Shahzad Sheikh (Punjabi, ) is a Pakistani television and film actor. He is the son of Pakistani actor, director and producer Jawed Sheikh. He made his acting debut with the television series Dreamers (2011), and has since gained success with starring roles in several successful television series, including the comedy Annie Ki Ayegi Baraat (2012), the teen romance Choti Si Zindagi (2016), the romantic drama Mohabbat Tumse Nafrat Hai (2017), the spiritual drama Alif Allah Aur Insaan (2017), the religious drama Qurban (2017), and the romances Tabeer (2018), Anaa (2019). In 2020, his performance in the serial Raaz-e-Ulfat was highly praised. In 2021 for the first time, Sheikh played a negative role of Sahil in HUM TV's Phaans.

Sheikh is also known for playing a troubled Punjabi lover in the comedy telefilm Main Kukkoo Aur woh (2013), a cricketer in the sports drama film Main Hoon Shahid Afridi (2013), and an introvert in the romantic comedy film Karachi Se Lahore (2015), both of which were commercially successful at the box office. In 2021, Sheikh appeared opposite Kinza Hashmi in the comedy telefilm "Pyar Mein Blind ". The film was released on Eid-ul-Adha.

Early life 
Sheikh was born to actor Javed Sheikh and his wife, Zeenat Mangi, a housewife. He has a sister, actress Momal Sheikh. He is the nephew of Saleem Sheikh and Behroze Sabzwari and the cousin of Shehroz Sabzwari, all actors. He has spent his early life in Larkana, where he attended primary and secondary school. He later went to the New York Film Academy, in the United States, to attain his degree in method acting and filmmaking.
▬▬▬
Actions to take ->
- A) Please print the stretch of the Shahzad Sheikh biography from "Shahzad Sheikh (Punjabi, )" through "HUM TV's Phaans.", keeping every word as it stands.
- B) According to the Shahzad Sheikh biography, in which city did he attend primary and secondary school?
The records that come next are separate material and have no connection to the Shahzad Sheikh biography.
▬▬▬
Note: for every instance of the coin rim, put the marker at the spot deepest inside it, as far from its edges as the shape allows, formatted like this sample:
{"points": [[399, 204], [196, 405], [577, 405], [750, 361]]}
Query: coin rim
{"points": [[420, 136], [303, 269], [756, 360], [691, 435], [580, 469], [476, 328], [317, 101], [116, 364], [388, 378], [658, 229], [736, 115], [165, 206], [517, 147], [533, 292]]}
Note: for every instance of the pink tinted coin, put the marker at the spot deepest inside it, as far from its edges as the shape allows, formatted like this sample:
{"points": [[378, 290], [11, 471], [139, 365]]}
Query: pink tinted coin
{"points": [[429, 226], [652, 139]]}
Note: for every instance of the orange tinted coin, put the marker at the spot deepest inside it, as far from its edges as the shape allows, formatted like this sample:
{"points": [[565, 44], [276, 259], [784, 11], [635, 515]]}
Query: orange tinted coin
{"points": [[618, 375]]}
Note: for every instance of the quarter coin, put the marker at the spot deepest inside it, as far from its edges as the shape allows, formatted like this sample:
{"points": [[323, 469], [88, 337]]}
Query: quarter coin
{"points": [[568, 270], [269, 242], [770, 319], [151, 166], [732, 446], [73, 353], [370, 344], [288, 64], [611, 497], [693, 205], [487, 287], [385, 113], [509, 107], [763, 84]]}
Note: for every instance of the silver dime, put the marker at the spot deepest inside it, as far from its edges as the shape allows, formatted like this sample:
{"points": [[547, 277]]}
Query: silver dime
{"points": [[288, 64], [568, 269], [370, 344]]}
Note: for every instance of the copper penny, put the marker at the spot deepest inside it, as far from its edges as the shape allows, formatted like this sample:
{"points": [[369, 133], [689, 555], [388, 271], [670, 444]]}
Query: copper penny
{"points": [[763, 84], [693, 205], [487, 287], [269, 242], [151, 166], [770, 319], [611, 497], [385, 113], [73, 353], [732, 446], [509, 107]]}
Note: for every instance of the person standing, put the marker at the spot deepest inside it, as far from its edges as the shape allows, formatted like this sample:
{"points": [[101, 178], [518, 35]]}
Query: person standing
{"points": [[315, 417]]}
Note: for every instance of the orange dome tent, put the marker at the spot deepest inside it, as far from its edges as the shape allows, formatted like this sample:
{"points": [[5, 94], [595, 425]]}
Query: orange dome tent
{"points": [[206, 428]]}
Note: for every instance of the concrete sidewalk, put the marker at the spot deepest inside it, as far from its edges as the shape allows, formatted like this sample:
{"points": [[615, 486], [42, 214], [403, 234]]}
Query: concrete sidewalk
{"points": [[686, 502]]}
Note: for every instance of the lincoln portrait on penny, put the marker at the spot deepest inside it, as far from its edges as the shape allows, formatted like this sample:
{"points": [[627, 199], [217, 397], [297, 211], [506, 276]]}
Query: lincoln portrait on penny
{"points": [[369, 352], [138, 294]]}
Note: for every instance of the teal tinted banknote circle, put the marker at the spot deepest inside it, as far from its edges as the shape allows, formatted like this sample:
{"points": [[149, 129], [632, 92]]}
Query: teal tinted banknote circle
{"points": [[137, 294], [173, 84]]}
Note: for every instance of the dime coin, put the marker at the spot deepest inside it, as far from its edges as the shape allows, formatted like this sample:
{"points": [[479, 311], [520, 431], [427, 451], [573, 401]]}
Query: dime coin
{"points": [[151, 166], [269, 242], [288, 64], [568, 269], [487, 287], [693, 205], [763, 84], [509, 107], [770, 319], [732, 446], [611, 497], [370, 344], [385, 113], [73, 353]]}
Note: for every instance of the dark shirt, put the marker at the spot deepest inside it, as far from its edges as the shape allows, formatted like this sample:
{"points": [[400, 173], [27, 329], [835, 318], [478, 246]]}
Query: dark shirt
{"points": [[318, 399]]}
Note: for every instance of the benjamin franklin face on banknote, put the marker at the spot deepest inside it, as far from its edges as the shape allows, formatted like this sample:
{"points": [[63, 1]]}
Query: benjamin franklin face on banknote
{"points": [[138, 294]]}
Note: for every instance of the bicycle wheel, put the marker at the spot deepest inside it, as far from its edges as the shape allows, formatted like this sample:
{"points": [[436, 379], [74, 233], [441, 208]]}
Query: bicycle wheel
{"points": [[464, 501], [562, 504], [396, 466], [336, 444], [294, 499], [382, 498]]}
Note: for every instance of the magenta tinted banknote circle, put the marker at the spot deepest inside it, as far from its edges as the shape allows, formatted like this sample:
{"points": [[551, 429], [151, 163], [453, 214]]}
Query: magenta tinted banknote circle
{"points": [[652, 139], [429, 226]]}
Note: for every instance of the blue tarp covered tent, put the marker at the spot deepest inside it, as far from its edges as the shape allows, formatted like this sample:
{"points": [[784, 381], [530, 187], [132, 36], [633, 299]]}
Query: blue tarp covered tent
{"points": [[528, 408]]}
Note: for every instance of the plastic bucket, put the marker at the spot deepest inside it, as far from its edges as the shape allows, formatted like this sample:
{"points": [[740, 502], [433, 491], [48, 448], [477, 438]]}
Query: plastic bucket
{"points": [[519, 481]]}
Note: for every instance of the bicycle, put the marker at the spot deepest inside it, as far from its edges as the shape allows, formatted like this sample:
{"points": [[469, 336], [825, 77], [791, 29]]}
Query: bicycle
▬▬▬
Response list ->
- A)
Shahzad Sheikh (Punjabi, ) is a Pakistani television and film actor. He is the son of Pakistani actor, director and producer Jawed Sheikh. He made his acting debut with the television series Dreamers (2011), and has since gained success with starring roles in several successful television series, including the comedy Annie Ki Ayegi Baraat (2012), the teen romance Choti Si Zindagi (2016), the romantic drama Mohabbat Tumse Nafrat Hai (2017), the spiritual drama Alif Allah Aur Insaan (2017), the religious drama Qurban (2017), and the romances Tabeer (2018), Anaa (2019). In 2020, his performance in the serial Raaz-e-Ulfat was highly praised. In 2021 for the first time, Sheikh played a negative role of Sahil in HUM TV's Phaans.

- B) Larkana